(Data records)
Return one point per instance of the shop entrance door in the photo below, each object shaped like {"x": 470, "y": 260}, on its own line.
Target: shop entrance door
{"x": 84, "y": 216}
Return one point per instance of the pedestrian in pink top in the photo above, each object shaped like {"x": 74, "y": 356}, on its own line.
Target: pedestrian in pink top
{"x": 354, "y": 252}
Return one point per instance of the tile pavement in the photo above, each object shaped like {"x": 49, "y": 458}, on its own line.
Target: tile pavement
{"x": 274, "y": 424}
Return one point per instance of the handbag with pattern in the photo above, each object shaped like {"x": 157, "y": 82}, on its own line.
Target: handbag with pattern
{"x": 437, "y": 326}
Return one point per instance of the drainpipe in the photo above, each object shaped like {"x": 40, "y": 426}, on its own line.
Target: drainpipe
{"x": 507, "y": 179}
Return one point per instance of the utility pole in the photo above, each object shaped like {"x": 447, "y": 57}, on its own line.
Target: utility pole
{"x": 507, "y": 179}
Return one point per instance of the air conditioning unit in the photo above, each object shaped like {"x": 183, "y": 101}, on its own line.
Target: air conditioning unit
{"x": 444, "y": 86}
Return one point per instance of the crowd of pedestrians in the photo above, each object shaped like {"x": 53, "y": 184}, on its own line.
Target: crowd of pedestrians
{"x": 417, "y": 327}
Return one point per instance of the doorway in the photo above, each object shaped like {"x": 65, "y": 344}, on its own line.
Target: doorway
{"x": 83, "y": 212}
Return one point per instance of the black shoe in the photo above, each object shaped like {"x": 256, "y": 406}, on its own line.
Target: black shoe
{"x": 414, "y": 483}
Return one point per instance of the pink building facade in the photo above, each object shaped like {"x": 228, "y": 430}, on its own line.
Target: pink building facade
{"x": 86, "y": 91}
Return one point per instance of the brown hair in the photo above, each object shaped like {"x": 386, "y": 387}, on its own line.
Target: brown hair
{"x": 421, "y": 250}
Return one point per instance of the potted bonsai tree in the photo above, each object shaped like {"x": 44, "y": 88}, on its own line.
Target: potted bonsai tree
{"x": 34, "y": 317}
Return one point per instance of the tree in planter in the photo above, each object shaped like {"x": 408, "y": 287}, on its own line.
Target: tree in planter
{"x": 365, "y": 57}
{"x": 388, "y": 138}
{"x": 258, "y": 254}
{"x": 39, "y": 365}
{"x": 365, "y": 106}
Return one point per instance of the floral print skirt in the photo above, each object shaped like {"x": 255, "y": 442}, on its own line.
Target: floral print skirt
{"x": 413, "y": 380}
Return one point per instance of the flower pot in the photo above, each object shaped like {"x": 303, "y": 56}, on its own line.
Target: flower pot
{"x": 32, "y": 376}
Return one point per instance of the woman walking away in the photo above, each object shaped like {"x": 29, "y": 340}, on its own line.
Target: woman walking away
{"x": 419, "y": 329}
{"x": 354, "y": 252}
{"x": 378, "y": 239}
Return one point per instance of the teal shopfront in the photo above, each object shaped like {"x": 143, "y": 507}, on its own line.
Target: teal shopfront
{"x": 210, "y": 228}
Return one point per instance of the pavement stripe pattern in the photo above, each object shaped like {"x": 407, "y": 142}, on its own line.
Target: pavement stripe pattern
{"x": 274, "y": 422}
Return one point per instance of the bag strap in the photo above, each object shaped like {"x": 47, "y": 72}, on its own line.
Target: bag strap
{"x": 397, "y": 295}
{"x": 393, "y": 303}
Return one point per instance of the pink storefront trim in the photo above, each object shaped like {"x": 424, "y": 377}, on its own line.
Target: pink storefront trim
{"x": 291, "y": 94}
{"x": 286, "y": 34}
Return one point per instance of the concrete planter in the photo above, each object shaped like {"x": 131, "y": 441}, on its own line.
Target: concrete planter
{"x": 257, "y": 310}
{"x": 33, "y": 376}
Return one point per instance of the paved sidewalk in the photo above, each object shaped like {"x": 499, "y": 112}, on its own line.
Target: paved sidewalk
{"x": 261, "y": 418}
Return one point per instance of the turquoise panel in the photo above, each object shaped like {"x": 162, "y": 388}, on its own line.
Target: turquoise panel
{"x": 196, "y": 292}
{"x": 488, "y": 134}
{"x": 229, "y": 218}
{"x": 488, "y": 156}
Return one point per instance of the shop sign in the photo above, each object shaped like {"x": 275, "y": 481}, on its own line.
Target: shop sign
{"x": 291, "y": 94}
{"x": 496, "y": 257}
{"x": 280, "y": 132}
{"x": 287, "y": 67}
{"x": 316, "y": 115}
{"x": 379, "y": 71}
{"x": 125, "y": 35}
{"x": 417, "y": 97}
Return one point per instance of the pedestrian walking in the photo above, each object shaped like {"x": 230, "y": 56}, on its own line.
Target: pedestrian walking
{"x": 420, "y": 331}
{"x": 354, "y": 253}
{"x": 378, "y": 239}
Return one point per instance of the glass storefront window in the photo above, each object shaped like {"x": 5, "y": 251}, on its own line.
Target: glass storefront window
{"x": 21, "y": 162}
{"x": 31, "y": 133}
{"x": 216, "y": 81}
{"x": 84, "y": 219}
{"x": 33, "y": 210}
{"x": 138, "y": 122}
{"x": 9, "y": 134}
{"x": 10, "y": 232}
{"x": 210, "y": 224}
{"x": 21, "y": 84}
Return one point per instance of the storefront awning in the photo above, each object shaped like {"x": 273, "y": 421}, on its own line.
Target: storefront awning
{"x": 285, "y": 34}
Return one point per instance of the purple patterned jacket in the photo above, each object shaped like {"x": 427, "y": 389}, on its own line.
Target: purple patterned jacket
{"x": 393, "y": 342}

* **REQUIREMENTS**
Rewrite the lines from the one containing "Return one point per instance of the purple" through the end of the records, inclusive, with "patterned jacket" replaced by "printed jacket" and everything else unchanged.

* **REPLY**
Return one point per instance of the purple printed jacket in the photo above, each object shaped like {"x": 427, "y": 389}, on its own line.
Target: purple printed jacket
{"x": 393, "y": 342}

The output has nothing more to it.